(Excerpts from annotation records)

──────

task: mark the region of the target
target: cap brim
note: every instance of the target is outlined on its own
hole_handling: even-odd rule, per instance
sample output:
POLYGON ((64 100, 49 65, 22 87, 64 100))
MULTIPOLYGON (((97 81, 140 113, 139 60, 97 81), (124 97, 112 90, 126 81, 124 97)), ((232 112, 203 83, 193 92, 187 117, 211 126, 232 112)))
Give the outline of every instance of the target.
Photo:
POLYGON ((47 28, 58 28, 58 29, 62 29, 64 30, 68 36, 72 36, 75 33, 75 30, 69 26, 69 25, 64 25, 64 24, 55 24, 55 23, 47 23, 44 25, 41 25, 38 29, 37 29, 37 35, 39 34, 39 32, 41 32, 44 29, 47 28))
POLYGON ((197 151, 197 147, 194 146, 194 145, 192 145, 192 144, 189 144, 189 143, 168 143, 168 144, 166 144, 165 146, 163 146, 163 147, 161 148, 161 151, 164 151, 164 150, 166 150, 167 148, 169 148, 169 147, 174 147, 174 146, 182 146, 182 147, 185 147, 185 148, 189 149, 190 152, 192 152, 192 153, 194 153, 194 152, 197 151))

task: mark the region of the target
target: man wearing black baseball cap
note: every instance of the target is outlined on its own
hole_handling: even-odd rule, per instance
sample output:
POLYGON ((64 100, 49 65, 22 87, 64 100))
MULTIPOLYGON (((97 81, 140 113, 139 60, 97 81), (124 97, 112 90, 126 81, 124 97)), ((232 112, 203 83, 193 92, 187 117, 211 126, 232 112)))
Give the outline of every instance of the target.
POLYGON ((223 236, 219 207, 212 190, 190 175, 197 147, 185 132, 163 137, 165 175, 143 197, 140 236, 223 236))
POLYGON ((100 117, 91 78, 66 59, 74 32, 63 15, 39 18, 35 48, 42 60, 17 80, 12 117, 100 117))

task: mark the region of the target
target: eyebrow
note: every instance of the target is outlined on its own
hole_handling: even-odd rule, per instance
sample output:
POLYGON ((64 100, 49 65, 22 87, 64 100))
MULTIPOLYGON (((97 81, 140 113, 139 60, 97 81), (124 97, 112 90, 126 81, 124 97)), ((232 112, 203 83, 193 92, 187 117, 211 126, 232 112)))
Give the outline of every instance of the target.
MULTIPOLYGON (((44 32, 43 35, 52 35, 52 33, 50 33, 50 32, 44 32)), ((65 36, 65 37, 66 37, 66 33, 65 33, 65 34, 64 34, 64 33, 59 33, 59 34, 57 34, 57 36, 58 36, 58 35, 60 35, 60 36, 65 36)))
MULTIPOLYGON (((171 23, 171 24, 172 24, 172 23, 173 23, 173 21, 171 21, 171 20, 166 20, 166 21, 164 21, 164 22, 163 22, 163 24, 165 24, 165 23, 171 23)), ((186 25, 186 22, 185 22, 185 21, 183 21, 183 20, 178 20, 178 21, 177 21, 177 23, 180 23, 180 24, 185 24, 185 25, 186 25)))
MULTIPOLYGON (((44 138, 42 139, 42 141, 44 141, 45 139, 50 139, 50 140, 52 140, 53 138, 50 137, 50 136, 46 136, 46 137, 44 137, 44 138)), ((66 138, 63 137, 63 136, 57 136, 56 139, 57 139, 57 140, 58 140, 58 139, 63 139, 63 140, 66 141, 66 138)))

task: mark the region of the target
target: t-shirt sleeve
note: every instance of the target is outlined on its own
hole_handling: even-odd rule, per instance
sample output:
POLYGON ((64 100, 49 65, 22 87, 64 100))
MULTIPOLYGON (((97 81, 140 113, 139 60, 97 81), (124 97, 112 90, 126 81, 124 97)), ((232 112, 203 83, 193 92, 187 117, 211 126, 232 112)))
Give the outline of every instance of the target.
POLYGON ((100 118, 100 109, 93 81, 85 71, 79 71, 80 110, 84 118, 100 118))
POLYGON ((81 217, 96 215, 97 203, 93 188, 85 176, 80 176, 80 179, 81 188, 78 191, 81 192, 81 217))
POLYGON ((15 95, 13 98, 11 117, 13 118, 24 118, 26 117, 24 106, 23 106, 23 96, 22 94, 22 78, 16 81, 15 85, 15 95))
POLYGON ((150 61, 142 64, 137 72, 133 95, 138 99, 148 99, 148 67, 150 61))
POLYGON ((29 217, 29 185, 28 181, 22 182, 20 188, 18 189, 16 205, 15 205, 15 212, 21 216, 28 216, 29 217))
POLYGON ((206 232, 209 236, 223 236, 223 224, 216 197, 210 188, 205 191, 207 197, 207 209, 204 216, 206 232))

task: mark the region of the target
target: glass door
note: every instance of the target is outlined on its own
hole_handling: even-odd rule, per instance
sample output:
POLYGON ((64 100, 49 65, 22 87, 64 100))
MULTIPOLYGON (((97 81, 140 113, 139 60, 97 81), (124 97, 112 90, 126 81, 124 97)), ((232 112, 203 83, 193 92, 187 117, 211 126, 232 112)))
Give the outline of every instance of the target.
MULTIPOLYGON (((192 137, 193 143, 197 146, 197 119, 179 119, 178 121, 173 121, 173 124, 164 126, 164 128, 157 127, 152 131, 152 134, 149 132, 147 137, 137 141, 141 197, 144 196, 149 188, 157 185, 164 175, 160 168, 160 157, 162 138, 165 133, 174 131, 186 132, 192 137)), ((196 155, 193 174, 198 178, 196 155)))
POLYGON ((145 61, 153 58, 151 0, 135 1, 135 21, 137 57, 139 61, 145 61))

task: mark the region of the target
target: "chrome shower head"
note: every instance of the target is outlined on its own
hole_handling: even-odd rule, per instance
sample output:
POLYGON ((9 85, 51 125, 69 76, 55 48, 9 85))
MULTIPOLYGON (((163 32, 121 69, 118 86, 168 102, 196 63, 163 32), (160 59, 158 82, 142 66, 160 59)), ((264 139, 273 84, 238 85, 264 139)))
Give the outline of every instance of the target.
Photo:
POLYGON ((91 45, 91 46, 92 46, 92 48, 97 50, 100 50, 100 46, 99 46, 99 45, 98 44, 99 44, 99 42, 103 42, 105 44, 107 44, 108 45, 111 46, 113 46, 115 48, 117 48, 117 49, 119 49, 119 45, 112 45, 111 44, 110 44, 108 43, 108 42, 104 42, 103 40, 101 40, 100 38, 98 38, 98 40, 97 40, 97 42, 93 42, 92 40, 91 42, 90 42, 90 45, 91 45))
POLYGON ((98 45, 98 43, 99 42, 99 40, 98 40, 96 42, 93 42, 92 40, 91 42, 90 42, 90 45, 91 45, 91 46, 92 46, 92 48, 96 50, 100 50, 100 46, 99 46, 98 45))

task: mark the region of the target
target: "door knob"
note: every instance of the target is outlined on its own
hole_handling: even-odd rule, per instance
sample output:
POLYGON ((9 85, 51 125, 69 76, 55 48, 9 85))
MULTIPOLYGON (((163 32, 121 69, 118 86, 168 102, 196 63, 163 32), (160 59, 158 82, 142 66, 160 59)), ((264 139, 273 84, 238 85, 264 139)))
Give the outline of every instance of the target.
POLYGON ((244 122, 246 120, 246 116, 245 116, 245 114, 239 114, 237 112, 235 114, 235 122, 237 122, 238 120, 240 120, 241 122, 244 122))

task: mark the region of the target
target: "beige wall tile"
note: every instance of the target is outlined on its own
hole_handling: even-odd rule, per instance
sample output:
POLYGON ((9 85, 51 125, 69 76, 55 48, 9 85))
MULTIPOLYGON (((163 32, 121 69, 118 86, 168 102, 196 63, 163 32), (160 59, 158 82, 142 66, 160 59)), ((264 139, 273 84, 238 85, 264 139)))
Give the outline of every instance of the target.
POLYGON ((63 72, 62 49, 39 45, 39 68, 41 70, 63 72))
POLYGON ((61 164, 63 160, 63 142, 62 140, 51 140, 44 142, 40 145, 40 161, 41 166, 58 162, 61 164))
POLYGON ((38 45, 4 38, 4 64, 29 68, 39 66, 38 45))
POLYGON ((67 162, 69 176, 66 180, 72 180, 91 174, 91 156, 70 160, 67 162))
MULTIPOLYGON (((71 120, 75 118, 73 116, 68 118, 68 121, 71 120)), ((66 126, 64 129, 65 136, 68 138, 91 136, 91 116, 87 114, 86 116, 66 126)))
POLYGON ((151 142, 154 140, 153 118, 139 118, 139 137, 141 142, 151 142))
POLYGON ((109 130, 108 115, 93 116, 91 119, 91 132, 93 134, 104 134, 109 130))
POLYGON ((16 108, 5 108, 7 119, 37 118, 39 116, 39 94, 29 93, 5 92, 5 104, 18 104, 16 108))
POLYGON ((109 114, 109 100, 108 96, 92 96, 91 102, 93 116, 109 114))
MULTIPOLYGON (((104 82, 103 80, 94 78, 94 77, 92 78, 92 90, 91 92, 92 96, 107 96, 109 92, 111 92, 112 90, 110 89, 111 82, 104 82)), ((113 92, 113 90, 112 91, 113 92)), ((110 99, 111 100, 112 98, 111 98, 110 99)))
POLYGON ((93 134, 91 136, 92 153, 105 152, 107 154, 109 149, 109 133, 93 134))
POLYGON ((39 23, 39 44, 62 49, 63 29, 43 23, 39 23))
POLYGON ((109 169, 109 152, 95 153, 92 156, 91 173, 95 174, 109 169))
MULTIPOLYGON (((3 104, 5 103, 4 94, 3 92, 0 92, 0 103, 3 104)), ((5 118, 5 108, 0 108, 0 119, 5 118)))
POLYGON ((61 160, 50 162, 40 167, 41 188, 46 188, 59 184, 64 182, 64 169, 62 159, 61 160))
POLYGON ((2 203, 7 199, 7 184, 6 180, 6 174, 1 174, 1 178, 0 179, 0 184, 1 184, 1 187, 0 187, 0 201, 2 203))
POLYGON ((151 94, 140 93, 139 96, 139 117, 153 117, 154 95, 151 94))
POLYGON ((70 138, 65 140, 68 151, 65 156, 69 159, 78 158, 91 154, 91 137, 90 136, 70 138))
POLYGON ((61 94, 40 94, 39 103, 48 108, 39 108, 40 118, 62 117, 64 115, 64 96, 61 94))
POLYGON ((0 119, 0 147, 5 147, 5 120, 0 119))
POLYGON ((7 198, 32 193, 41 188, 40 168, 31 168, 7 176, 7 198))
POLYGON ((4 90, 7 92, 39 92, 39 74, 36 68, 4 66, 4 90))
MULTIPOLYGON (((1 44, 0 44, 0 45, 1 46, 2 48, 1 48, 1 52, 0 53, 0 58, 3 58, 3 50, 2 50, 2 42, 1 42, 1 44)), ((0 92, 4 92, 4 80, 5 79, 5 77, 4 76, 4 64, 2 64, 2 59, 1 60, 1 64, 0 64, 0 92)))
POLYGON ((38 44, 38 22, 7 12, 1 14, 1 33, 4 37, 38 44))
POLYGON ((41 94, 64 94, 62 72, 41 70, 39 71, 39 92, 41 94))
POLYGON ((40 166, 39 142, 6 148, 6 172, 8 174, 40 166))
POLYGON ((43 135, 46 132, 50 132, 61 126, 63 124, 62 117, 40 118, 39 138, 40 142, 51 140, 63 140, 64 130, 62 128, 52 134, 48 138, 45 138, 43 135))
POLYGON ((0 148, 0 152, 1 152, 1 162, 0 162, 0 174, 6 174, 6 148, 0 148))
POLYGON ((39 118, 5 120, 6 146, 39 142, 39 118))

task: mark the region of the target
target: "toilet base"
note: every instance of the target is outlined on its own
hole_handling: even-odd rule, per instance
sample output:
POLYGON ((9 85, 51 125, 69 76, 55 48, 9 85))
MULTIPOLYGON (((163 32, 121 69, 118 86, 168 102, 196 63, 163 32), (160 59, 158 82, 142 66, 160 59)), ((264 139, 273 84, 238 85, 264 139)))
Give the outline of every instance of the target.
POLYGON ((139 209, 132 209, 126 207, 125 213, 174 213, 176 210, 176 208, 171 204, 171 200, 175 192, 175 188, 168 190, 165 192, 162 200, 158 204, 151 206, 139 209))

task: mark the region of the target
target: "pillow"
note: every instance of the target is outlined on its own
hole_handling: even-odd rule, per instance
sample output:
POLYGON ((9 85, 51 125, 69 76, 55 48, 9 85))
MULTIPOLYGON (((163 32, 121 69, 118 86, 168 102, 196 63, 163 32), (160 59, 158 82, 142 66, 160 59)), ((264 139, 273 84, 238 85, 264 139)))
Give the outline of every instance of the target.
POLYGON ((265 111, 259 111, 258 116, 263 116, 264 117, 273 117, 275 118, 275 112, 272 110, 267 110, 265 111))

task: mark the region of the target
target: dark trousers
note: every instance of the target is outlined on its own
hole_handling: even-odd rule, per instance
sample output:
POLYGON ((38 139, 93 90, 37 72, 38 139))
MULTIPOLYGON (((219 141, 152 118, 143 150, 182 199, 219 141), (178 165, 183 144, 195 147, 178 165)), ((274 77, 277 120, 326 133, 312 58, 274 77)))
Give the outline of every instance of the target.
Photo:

──────

> What you need to do:
Render the entries from the first line up to and including the line containing "POLYGON ((197 151, 197" as a JSON list of strings, one string per line, with blank lines omitted.

> Task answer:
[
  "task: mark the region of the target",
  "target: cap brim",
  "note: every instance of the target is outlined on its own",
  "hole_handling: even-odd rule, per instance",
  "sample output:",
  "POLYGON ((64 100, 49 65, 22 87, 64 100))",
  "MULTIPOLYGON (((97 81, 140 113, 139 60, 97 81), (124 97, 112 90, 126 81, 124 97)), ((232 112, 203 83, 193 92, 187 117, 211 126, 232 112)))",
  "Give the outline of every instance of the target.",
  "Photo:",
  "POLYGON ((47 28, 58 28, 58 29, 62 29, 64 30, 68 36, 72 36, 75 33, 75 30, 69 26, 69 25, 64 25, 64 24, 55 24, 55 23, 47 23, 44 25, 41 25, 38 29, 37 29, 37 35, 39 34, 39 32, 41 32, 44 29, 47 28))",
  "POLYGON ((197 151, 197 147, 194 146, 194 145, 192 145, 192 144, 189 144, 189 143, 168 143, 168 144, 166 144, 165 146, 163 146, 163 147, 161 148, 161 151, 164 151, 164 150, 166 150, 167 148, 169 148, 169 147, 174 147, 174 146, 182 146, 182 147, 185 147, 185 148, 189 149, 190 152, 192 152, 192 153, 194 153, 194 152, 197 151))"
]